> Selected passage:
★ ★ ★ ★ ★

Experimental Study, Results, and Discussion

Eighty-one specimens of circular cross section with different concrete strength and wall thickness were tested under concentric axial quasi-static compressive loading. In these specimens, three parameters were tested: diameters of two, three, and four inches representing tubing with respective D/t ratios of 25.283, 32.598, and 38.948; fly ash compositions of zero, fifteen, twenty, and twenty-five percent mix by weight; and M30 (4.35 ksi compressive strength) and M40 (5.80 ksi compressive strength) grades of cement. Steel tubes were made of mild steel with a specific yield strength of 52.2 ksi and had a length of 340 mm. Nine of the specimens were hollow tubes.

During the experiment, all the two inch diameter specimens collapsed by Euler buckling while the three and four inch diameter specimens collapsed due to triggering of local buckling. It was observed that the strength of the concrete in the CFT reduced with increase in percentage of fly ash up until twenty percent. However, at twenty-five percent fly ash composition, the strength was observed to be higher than at fifteen and twenty percent. Smaller D/t ratios were found to provide good confinement effect to the concrete. Carrying capacity of the steel tube per unit volume decreases as the D/t ratio increases.

★ ★ ★ ★ ★

> Written instruction 1:
Copy the listing again from the line with "Note to the class: point to the woman taking" through the end of the listing, both ends included, and shift every coordinate in the answers up by 30. Leave the pictures out of your copy.

> Stored data:
★ ★ ★ ★ ★

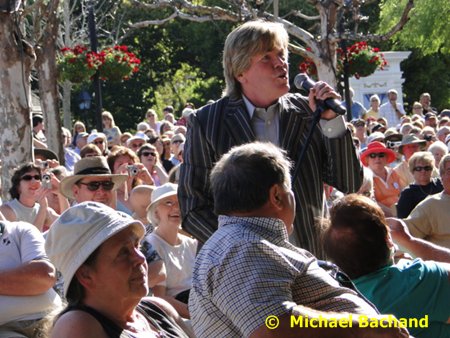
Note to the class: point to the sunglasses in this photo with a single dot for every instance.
(426, 168)
(94, 186)
(375, 155)
(30, 177)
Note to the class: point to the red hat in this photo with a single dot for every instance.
(377, 147)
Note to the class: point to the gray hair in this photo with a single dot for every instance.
(423, 156)
(242, 178)
(246, 41)
(444, 160)
(438, 145)
(375, 97)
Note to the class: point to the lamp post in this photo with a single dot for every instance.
(343, 46)
(84, 104)
(96, 81)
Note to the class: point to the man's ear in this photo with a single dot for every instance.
(275, 196)
(240, 78)
(75, 189)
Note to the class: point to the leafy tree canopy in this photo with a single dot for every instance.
(428, 28)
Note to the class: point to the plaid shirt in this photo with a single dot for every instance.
(248, 270)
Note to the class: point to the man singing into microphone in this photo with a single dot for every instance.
(257, 106)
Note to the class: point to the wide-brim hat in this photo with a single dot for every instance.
(79, 231)
(95, 135)
(411, 139)
(94, 166)
(138, 136)
(163, 191)
(377, 147)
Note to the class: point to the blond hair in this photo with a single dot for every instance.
(246, 41)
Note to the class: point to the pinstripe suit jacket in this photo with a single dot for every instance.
(215, 128)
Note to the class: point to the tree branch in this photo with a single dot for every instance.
(299, 14)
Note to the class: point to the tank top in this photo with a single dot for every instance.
(155, 316)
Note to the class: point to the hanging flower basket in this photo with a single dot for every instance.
(117, 63)
(77, 64)
(363, 60)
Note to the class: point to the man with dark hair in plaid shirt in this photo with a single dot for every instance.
(247, 272)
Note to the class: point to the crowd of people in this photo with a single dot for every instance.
(208, 225)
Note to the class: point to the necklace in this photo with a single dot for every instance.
(429, 190)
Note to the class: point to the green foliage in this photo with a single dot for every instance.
(186, 85)
(427, 29)
(427, 74)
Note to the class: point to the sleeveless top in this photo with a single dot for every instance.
(23, 213)
(154, 315)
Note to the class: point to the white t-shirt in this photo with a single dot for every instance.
(179, 261)
(21, 242)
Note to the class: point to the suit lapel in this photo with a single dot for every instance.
(237, 122)
(292, 127)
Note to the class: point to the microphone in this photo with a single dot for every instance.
(303, 81)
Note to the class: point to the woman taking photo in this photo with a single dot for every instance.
(176, 250)
(29, 198)
(386, 182)
(105, 277)
(149, 157)
(122, 160)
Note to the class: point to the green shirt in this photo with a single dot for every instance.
(411, 289)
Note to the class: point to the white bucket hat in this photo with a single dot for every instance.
(79, 231)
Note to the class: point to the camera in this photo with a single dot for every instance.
(133, 170)
(46, 181)
(43, 165)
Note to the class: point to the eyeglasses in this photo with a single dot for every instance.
(30, 177)
(375, 155)
(170, 204)
(94, 186)
(426, 168)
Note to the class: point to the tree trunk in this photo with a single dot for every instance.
(48, 74)
(16, 60)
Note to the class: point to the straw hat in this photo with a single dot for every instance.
(79, 231)
(95, 135)
(377, 147)
(95, 166)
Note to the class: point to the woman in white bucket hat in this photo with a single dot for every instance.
(97, 250)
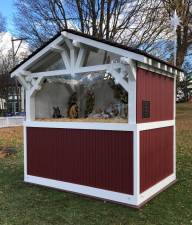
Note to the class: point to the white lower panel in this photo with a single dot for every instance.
(85, 190)
(101, 193)
(156, 188)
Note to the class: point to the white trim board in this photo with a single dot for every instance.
(101, 126)
(146, 195)
(82, 125)
(135, 201)
(82, 189)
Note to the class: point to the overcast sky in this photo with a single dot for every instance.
(7, 10)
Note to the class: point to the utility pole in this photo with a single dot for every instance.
(175, 22)
(14, 53)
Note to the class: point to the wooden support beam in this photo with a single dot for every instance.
(23, 82)
(36, 86)
(85, 69)
(80, 58)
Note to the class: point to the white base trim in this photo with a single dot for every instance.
(146, 195)
(101, 193)
(101, 126)
(82, 189)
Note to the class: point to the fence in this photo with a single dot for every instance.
(11, 121)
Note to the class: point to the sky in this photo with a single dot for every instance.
(7, 10)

★ ★ ★ ★ ★

> Written instruction 2:
In the text on concrete-filled steel tubes, turn the paragraph beginning "During the experiment, all the two inch" into a short bulleted list that keeps its main facts.

> Worked solution 1:
Note to the class: point to the woman taking photo in this photo with a single dot for every instance.
(206, 280)
(59, 228)
(416, 212)
(135, 307)
(179, 187)
(152, 190)
Note to the class: point to the green shirt in this photo with a single dot for every instance.
(441, 319)
Note to the class: point to the white bucket hat in this photo with a single dot for every instance.
(109, 261)
Note to the class: point to the camera in this photo with a single dot for every instance.
(163, 200)
(76, 211)
(73, 195)
Note to the class: point to the eyeglasses in this photo with a single dot for every instance.
(60, 207)
(405, 185)
(200, 234)
(124, 216)
(456, 198)
Note to the class: point to the tree trunk in this photo with a single dot for every instance.
(78, 104)
(46, 90)
Note to the class: point to the straw hat in this photo with a single dot for every instance.
(109, 261)
(125, 165)
(407, 177)
(125, 196)
Note to the class: point to the woman in white bucket hat in this photo with a single dot for every instance.
(127, 280)
Note to the class: point to the white lower panel in this photo with a single dot for every instance.
(115, 220)
(131, 223)
(186, 218)
Note to the class: point to the white trim board in this photo with a single dot for every instance.
(131, 156)
(176, 225)
(112, 155)
(165, 231)
(112, 219)
Note to the class: point to the overcast sky in this photo with a single dot for every instance.
(37, 40)
Note to the class: point to the utility pole in this photo with a single dot for every instance.
(205, 52)
(44, 83)
Note to the class: point to the wooden support beam in this photo with a single dot for every instance.
(53, 112)
(66, 116)
(115, 99)
(110, 88)
Note to the class: point to the white base trim in this photo with a single dot for every instance.
(176, 225)
(131, 223)
(131, 156)
(112, 219)
Note to the class: point to the fence in this photo with a single dot for every instance.
(41, 151)
Note to the class: point to the sky in this photo with a single dot for every instance.
(37, 40)

> Worked solution 2:
- All two-inch diameter specimens collapsed by Euler buckling. The three- and four-inch specimens collapsed when local buckling was triggered.
- Concrete strength in the CFT dropped as the fly ash percentage rose, up to twenty percent.
- At twenty-five percent fly ash, strength was higher than at fifteen and twenty percent.
- Smaller D/t ratios gave the concrete good confinement.
- The steel tube's carrying capacity per unit volume falls as the D/t ratio rises.